Everything from the line with "black t-shirt, put" through the last line of the records below should be copied exactly, both ends included.

— BEGIN SUPPLIED MATERIAL —

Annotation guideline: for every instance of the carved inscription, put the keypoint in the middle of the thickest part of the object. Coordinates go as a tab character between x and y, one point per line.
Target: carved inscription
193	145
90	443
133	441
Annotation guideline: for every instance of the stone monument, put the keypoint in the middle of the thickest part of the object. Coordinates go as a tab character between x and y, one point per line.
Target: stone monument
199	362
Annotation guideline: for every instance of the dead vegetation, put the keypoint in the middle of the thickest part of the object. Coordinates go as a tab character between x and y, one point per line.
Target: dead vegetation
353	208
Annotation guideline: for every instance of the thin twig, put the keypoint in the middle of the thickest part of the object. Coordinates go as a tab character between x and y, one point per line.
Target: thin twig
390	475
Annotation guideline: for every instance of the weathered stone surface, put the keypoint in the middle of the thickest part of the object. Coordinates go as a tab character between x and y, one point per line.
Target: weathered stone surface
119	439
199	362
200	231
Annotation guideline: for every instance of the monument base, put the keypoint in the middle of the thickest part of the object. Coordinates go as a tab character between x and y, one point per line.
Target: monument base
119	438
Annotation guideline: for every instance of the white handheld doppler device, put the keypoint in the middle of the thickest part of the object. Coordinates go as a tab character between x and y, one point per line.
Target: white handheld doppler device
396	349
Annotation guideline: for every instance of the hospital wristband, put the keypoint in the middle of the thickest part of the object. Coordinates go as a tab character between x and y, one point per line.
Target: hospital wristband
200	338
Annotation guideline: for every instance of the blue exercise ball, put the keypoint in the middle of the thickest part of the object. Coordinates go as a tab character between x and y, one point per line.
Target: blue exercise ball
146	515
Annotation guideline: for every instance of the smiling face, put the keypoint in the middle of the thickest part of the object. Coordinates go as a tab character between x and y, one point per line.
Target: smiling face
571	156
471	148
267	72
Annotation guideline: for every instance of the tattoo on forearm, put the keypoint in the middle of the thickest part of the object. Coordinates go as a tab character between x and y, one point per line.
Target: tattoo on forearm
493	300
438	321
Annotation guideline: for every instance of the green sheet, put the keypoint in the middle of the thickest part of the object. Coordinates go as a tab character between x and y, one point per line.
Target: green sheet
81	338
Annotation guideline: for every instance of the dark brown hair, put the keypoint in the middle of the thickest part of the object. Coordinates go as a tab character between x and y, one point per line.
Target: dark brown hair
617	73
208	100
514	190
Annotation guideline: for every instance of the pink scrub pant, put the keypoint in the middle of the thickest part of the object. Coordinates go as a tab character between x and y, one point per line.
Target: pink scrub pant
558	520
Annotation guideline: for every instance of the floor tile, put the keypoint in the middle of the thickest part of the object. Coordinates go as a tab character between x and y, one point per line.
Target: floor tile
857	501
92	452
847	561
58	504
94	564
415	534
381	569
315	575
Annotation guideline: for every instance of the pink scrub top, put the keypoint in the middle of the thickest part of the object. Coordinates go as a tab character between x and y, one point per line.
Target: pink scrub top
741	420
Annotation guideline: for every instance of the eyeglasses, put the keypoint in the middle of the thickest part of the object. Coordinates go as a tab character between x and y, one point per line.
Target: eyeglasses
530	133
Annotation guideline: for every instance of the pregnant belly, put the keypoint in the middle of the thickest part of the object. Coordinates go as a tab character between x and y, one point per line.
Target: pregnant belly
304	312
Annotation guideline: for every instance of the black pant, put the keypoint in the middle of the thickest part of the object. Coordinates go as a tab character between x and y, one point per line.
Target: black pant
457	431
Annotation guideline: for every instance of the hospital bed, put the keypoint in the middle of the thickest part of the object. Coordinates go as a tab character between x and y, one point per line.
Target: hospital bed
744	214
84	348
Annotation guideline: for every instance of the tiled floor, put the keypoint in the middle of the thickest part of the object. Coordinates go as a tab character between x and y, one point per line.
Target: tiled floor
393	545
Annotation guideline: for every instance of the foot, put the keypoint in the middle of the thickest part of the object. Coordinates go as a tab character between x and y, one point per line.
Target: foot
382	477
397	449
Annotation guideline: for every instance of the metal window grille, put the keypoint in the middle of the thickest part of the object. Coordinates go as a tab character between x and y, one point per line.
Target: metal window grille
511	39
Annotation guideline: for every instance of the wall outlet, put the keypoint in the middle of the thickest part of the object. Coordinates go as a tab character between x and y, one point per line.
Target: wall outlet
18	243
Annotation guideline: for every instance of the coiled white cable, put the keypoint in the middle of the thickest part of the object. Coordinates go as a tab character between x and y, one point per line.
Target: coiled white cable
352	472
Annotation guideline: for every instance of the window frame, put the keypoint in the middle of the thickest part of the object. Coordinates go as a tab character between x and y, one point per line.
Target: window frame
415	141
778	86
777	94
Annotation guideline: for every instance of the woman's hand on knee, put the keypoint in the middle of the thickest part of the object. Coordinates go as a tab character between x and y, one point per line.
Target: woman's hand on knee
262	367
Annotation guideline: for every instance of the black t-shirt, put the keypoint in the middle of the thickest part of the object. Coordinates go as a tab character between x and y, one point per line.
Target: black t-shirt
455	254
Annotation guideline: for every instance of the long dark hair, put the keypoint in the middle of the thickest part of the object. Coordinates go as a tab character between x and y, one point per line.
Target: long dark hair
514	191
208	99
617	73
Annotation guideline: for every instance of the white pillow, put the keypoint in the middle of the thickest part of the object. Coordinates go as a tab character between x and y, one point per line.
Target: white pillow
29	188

— END SUPPLIED MATERIAL —

| RESULT OF THE TASK |
Annotation guideline: for every instance of the black t-shirt, put the keypoint in the middle of the thickest part of the object. Coordinates go as a tab character between x and y, one point per line.
Target: black t-shirt
455	254
Annotation guideline: for every instance of the long dark hair, put the keypoint in the middle of the thickest part of the object. Coordinates go as a tab character between x and y, one point per line.
Target: long dark hair
514	191
208	99
617	73
Annotation guideline: for every instance of the white pillow, put the keypoint in the middle of the thickest part of the object. Coordinates go as a tab character between x and y, one point per line.
Target: white pillow
29	188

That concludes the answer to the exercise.